Passage given:
#1427 Issue closed: Align AUTHORS and COPYRIGHT persons in various sources

Labels: enhancement, documentation, cleanup, fixed / solved / done

jsmeix opened issue at 2017-07-21 10:58:

In
https://github.com/rear/rear/commit/fd13be8f1bb091e1d324d35d3be527b34346a38e
I noticed changes of the AUTHORS and COPYRIGHT parts
in doc/rear.8.adoc.

Those changes are missing
in doc/rear.8 and
in usr/sbin/rear and
in the AUTHORS file.

I can adapt those files but I would need to know
what the actually right list of authors is.

schlomo commented at 2017-07-21 12:03:

In my opinion the list of authors contains

  1. those who can write to the rear git repo
  2. those who add themselves to the list via a PR together with a relevant or significant contribution

In any case we give write access to our regular contributors to make it easier for them and to reward their contribution.

What do you think?

jsmeix commented at 2017-07-21 13:03:

For this issue here I had hoped I could get
a "ready-to-use" list of names,
not an abstract definition ;-)

Record excerpts:
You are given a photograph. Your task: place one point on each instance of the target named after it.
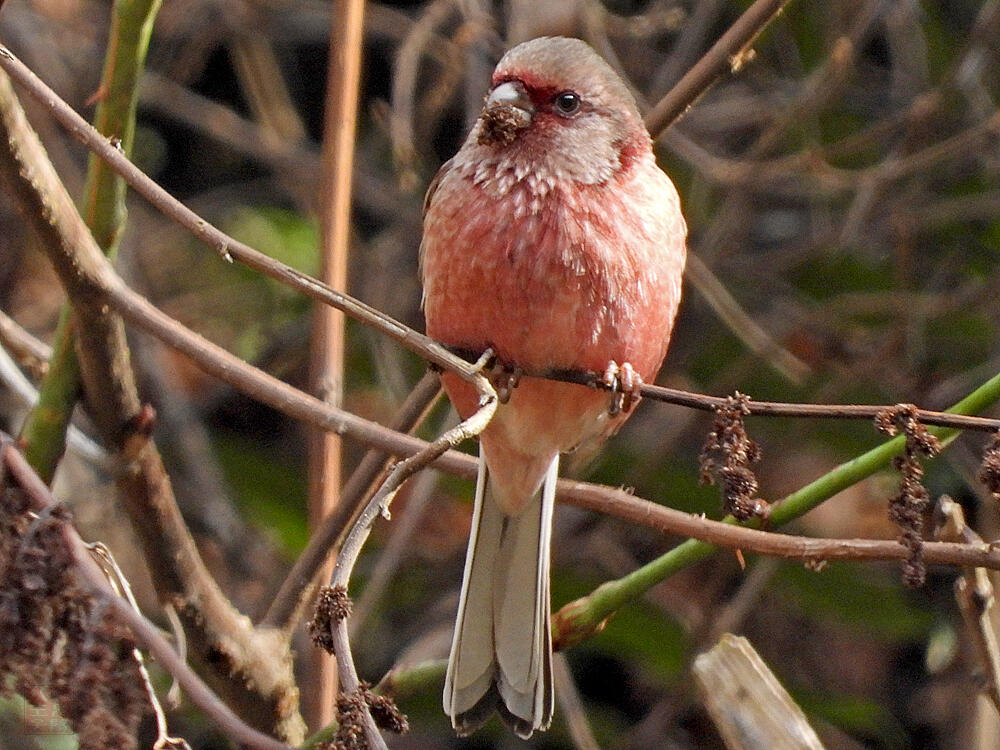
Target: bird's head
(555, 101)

---

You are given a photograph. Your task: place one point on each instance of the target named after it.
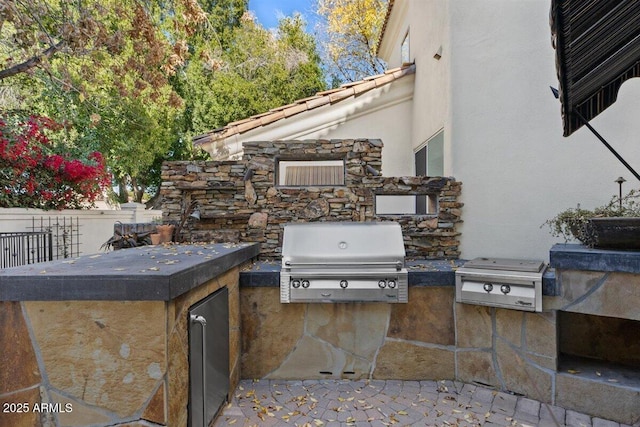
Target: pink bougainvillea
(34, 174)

What you need to do:
- a) Reproduce the part of the issue thread about AUTHORS and COPYRIGHT between "jsmeix opened issue" and "in doc/rear.8.adoc.", inclusive.
- b) Carry on the issue thread about aligning the AUTHORS and COPYRIGHT lists from its last sentence.
You won't need the items to do any of this.

Task responses:
- a)
jsmeix opened issue at 2017-07-21 10:58:

In
https://github.com/rear/rear/commit/fd13be8f1bb091e1d324d35d3be527b34346a38e
I noticed changes of the AUTHORS and COPYRIGHT parts
in doc/rear.8.adoc.

- b)
My current main issue here is that the AUTHORS file
content differs compared to doc/rear.8.adoc.

Clearly @gozora "Vladimir Gozora" is missing as author.

But what about other major contributors even without GitHub
write access like @schabrolles "Sebastien Chabrolles"?

In contrast what about long inactive major contributors?

Could it have some legal relevance who is listed as "author"?
I think the only legal relevance regarding license issues is
who contributed and not who is listed as what in which file.

I wonder if it o.k. to list only the current main contributors
as "author" in the current source files to keep the
information who is an "author" usefully up-to-date?

Is the AUTHORS file meant as up-to-date information
for interested users who are current "main persons"?

Or is the AUTHORS file meant as reference of all
persons who had ever contributed something?

According to
https://www.gnu.org/prep/maintain/html_node/Recording-Contributors.html
the latter is meant.

But I wonder if nowadays git history isn't much better
to provide that information.

At least I will not continuously maintain an AUTHORS file
that contains all that information.

Or we "just generate" it using "git log -p --follow" for each file
to get tons of strictly correct but useless information ;-)

schlomo commented at 2017-07-21 13:13:

I see, sorry. And yes, I would be happy to see @schabrolles mentioned there.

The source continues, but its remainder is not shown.